### TASK MATERIAL

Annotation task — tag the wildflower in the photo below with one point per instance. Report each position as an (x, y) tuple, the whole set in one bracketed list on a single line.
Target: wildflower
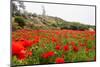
[(59, 60)]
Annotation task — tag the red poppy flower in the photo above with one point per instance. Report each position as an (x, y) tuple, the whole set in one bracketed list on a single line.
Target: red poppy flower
[(54, 39), (30, 53), (75, 48), (17, 47), (48, 54), (66, 48), (27, 43), (58, 47), (59, 60)]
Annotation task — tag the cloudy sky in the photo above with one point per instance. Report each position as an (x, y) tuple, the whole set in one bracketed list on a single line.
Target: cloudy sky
[(82, 14)]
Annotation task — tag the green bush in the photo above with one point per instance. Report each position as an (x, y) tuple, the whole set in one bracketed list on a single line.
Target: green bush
[(20, 21)]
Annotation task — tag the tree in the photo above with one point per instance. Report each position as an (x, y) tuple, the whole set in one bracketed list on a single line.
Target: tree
[(43, 9), (14, 8)]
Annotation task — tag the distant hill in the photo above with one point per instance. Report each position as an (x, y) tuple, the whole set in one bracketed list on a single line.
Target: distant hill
[(46, 22)]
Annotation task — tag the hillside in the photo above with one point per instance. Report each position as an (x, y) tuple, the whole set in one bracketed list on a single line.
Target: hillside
[(46, 22)]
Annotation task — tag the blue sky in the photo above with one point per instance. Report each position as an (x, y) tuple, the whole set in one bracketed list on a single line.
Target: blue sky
[(82, 14)]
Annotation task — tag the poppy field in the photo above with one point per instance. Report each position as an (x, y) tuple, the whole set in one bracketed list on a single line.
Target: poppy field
[(52, 46)]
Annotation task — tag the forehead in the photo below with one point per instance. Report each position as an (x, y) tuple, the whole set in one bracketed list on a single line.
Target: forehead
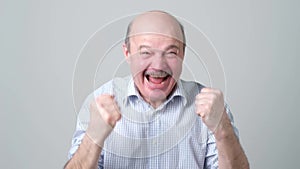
[(156, 23), (154, 41)]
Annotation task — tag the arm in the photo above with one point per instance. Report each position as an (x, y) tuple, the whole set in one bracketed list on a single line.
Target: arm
[(210, 107), (104, 114), (86, 156), (230, 152)]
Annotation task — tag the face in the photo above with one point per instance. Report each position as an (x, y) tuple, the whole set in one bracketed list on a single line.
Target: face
[(156, 64)]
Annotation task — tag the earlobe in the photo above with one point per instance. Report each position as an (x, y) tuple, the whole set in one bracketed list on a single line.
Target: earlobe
[(126, 53)]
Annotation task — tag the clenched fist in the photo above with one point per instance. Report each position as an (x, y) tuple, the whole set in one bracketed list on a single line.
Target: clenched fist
[(210, 107), (104, 114)]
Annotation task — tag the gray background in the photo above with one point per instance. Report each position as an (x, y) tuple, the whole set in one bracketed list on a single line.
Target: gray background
[(258, 43)]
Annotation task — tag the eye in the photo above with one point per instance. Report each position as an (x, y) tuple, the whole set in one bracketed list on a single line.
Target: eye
[(172, 53)]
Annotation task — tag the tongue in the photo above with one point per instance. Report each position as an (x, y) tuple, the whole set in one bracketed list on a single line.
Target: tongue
[(156, 80)]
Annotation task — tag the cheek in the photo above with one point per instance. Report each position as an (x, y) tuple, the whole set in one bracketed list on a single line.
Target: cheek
[(137, 66), (176, 67)]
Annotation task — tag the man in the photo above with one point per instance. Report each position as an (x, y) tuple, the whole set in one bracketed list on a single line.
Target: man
[(152, 119)]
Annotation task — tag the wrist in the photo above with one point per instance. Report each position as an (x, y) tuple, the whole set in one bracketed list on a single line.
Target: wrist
[(224, 129)]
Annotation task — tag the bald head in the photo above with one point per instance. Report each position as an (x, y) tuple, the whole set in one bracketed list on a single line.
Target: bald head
[(155, 22)]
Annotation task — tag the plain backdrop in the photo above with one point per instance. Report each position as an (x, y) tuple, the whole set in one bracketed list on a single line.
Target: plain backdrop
[(40, 41)]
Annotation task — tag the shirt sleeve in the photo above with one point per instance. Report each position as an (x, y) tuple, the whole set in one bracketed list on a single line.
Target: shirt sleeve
[(211, 158)]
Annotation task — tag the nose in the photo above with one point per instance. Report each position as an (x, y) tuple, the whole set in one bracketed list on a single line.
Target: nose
[(158, 61)]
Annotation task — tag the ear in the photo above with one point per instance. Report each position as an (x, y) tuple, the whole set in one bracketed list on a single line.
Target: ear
[(126, 52)]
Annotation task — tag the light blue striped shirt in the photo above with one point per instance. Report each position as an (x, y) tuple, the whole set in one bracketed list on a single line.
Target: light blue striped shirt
[(168, 137)]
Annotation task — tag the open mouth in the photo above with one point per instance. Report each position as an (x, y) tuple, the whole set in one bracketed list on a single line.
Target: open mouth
[(156, 77)]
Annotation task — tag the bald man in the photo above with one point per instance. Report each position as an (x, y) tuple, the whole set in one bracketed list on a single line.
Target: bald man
[(152, 118)]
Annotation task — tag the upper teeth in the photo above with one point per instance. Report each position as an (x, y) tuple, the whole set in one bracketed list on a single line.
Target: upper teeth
[(157, 74)]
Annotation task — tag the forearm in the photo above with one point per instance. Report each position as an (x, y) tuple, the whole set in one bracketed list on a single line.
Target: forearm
[(230, 152), (86, 157)]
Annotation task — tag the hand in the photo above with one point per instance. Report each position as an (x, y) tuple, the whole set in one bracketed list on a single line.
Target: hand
[(210, 107), (104, 114)]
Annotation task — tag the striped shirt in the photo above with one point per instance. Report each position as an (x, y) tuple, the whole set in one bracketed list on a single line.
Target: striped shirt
[(170, 136)]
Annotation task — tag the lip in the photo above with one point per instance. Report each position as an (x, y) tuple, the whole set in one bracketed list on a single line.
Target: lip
[(161, 86)]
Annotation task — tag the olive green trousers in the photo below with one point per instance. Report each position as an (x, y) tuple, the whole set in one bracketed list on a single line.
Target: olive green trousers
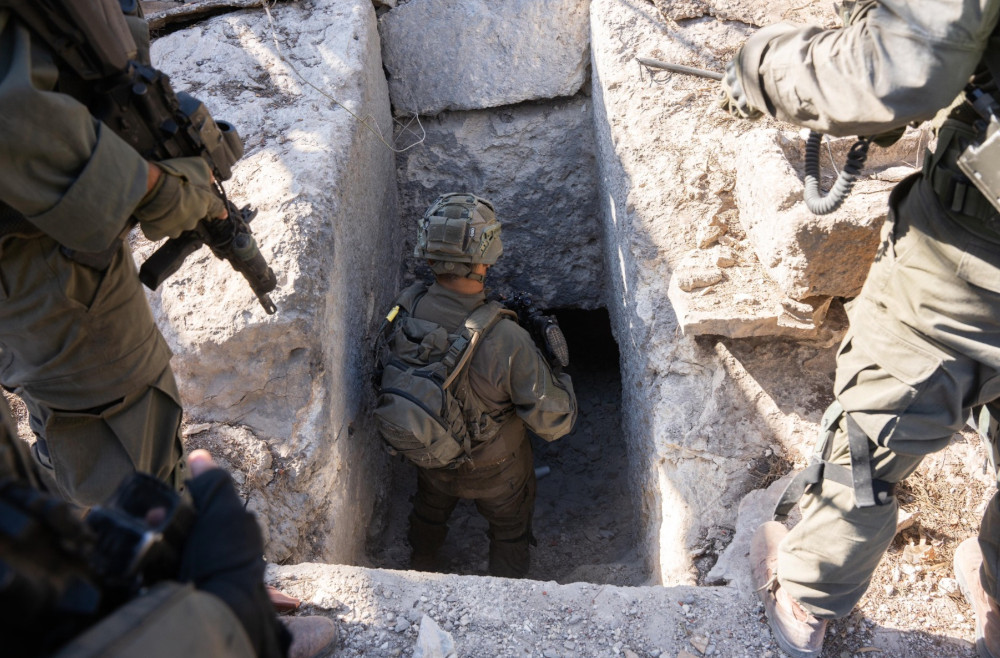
[(922, 352), (80, 347)]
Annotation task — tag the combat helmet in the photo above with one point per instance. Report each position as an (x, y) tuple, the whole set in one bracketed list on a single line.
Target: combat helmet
[(458, 231)]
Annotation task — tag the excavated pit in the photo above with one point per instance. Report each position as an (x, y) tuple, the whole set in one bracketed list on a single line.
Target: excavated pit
[(584, 512)]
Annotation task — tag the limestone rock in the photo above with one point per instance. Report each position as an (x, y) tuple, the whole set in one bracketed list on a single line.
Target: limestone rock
[(294, 382), (536, 164), (160, 13), (695, 411), (806, 254), (756, 508), (432, 642), (445, 55)]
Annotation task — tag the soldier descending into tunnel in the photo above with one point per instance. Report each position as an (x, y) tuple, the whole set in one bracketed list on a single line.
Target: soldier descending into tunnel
[(460, 382), (923, 349)]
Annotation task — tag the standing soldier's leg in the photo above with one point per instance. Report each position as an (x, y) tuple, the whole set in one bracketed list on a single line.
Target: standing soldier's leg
[(509, 509), (977, 559), (923, 348), (80, 346), (432, 507)]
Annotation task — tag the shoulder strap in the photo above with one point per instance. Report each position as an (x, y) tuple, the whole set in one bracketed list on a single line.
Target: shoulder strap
[(478, 324)]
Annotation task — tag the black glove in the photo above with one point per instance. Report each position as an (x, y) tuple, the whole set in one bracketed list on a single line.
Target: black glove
[(732, 97), (182, 197), (223, 556)]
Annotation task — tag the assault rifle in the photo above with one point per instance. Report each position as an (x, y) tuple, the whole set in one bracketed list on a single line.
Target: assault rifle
[(544, 329), (62, 574), (138, 103)]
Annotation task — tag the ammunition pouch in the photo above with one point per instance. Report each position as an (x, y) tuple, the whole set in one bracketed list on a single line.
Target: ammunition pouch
[(957, 192)]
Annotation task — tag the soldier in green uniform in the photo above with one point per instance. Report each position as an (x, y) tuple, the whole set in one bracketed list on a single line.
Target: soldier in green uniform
[(509, 380), (923, 349), (55, 603), (77, 338)]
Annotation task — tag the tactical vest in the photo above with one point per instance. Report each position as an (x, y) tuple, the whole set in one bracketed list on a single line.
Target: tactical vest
[(102, 42), (426, 409)]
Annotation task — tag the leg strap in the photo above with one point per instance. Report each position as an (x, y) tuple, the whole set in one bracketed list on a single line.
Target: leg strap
[(868, 491)]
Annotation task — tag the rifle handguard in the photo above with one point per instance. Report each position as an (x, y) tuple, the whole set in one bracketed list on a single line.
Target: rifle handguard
[(555, 344)]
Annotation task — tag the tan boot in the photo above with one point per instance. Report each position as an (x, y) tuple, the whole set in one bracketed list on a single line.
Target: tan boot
[(968, 560), (282, 602), (312, 636), (797, 632)]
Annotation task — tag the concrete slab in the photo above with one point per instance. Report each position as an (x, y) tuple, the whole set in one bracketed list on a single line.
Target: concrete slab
[(295, 381)]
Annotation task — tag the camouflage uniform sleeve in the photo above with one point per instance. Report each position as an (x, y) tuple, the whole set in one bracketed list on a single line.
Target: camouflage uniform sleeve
[(519, 374), (68, 174), (901, 62)]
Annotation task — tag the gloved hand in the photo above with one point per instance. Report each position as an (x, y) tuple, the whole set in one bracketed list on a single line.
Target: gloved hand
[(181, 198), (732, 97)]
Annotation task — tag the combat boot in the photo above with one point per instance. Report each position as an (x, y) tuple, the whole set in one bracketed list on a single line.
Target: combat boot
[(426, 539), (282, 602), (968, 560), (311, 635), (798, 633)]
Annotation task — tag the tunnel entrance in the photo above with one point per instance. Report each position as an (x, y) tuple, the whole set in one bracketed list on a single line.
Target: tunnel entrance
[(584, 519)]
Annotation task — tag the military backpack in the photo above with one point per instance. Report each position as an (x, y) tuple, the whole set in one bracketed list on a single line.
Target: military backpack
[(424, 408)]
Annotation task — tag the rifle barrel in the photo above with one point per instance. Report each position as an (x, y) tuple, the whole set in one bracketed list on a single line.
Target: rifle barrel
[(678, 68)]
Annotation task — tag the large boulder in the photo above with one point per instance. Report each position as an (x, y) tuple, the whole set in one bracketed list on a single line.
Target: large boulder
[(446, 55), (281, 398), (535, 162), (811, 255)]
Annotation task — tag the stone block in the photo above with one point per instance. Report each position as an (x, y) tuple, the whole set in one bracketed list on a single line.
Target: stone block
[(698, 412), (445, 55), (536, 164), (806, 254), (294, 382)]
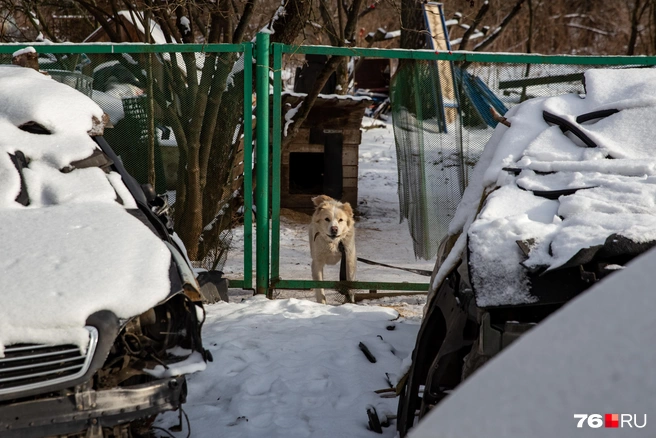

### WHAT IS EXPECTED
Work out how many lines in the listing above hold the word "below", and answer only with that number.

### COMPLETED TASK
3